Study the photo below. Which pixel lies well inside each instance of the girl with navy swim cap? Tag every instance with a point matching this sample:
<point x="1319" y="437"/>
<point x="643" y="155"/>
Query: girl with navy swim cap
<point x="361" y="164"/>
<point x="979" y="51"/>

Work to be completed
Copy the data above line for line, without changing anything.

Exercise answer
Study the photo below. Which pixel lies well inside each instance of the girl with navy swim cap? Tag every instance with a point matching this sample:
<point x="1319" y="437"/>
<point x="643" y="155"/>
Query: girl with navy swim cap
<point x="361" y="164"/>
<point x="979" y="51"/>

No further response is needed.